**** Excerpt ****

- Directed by: M. P. Sukumaran Nair
- Written by: M. P. Sukumaran Nair
- Produced by: M. P. Sukumaran Nair
- Starring: Jagadish; Manju Pillai;
- Cinematography: K. G. Jayan
- Edited by: B. Ajithkumar
- Music by: Gemini Unnikrishnan
- Production company: Rachana Films
- Release date: 15 December 2014; (IFFK)
- Country: India
- Language: Malayalam

= Jalamsham =

2014 Indian-Malayalam language film

Jalamsham, also spelled as Jalamsam is a 2014 Indian Malayalam-language drama film written, produced and directed by M. P. Sukumaran Nair. The film stars Jagadish, Manju Pillai, Parvathy Ghosh, Indrans, Alencier Ley Lopez and Suraj Venjaramoodu. K. G. Jayan handles the cinematography and B. Ajithkumar edits the film. Gemini Unnikrishnan composed the songs and background score.

**** Source data ****

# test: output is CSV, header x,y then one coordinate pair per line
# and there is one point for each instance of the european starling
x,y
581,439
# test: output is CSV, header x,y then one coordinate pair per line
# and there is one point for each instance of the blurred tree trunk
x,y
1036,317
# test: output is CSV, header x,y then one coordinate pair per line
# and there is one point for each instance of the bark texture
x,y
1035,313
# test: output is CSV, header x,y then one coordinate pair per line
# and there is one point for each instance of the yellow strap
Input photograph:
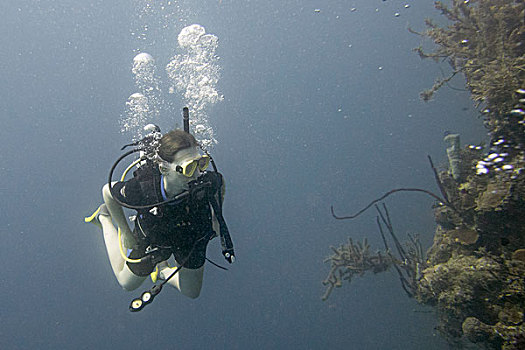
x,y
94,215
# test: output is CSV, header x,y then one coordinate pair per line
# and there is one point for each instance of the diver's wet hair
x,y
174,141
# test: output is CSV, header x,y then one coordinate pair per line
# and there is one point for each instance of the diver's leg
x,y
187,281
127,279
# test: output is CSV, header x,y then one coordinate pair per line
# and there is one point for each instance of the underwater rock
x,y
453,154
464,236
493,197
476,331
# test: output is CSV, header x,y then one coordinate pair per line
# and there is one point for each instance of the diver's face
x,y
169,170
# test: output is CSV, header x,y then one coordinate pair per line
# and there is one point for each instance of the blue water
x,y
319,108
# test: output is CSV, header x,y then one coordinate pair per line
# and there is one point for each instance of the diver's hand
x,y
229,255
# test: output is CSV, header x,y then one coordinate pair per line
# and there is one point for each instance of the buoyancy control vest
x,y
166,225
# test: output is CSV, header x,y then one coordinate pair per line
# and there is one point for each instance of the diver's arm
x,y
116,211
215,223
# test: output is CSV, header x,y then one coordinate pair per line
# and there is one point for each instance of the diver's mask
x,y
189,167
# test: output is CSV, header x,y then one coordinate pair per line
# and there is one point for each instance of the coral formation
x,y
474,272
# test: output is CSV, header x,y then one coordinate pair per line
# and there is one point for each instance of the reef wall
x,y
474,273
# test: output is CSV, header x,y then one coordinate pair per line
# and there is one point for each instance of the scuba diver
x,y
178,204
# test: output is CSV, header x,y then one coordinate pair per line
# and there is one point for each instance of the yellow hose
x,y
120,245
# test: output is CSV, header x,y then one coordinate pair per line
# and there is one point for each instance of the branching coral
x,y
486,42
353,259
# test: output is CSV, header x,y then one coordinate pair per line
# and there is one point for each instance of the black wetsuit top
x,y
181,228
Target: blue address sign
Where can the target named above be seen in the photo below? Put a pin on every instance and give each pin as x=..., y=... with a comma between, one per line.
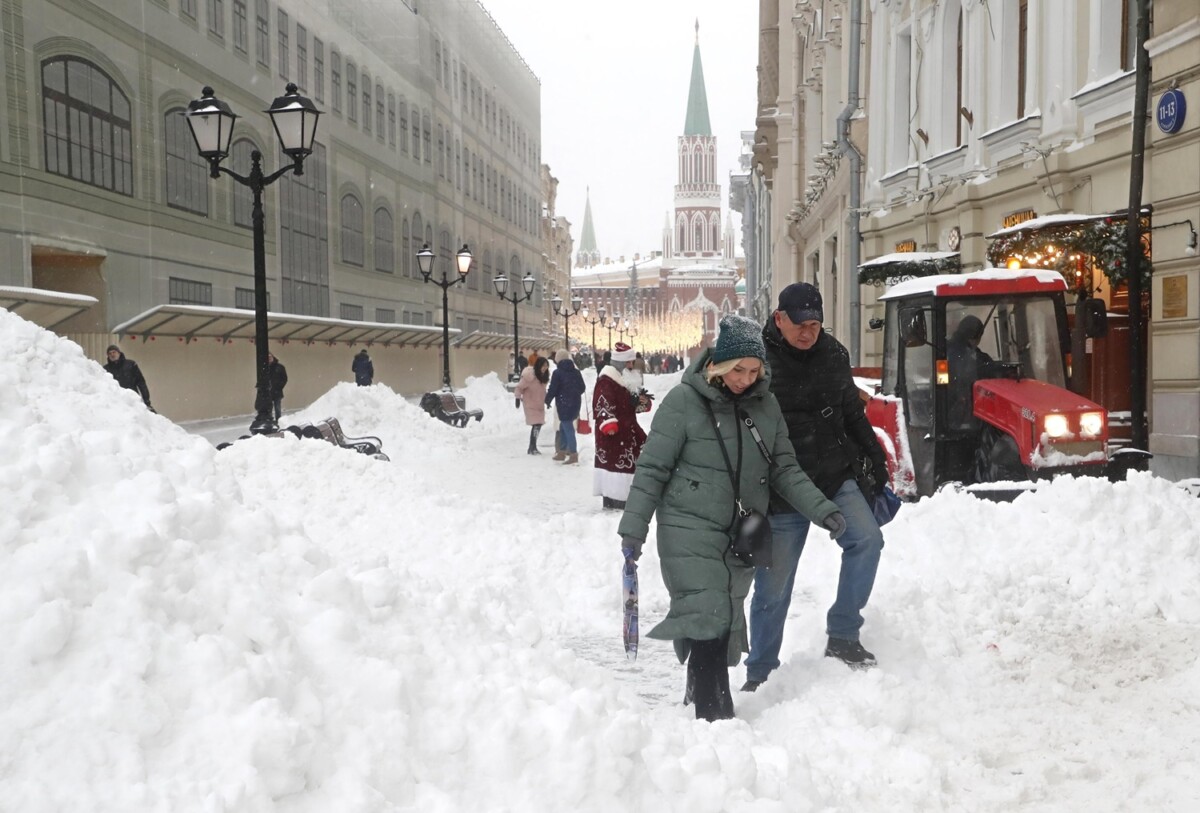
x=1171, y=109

****

# [Requirement 1]
According to the text about the film Jalamsham, who composed its songs and background score?
# [Requirement 2]
Carry on the text about the film Jalamsham, beginning after its last sentence.
This material has no connection to the text about the film Jalamsham.

# [Written answer 1]
Gemini Unnikrishnan

# [Written answer 2]
Jalamsham was officially premiered at International Film Festival of Kerala on 15 December 2014 under the category Malayalam Cinema Today.

==Plot==
The film explores the socio-political changes in Kerala over a period of time. Kunjukunju, is a farmer and father of three girls. He cultivates on leased land, but is caught in the political turmoil of the time and ends up as a murderer. The film also explores his relationships with three women – Soshakutty, his wife, Savithri, his landlord, and Karumbi, a resilient peasant.

==Cast==
- Jagadish as Kunjukunju
- Manju Pillai as Soshakutty
- Parvathy Ghosh as Savithri
- Reshmi as Karumbi
- Indrans
- Alencier Ley Lopez
- Suraj Venjaramoodu
- Krishna Prabha
- Avantika
- Professor Aliyar

==Soundtrack==

The soundtrack album of the film was composed by Gemini Unnikrishnan.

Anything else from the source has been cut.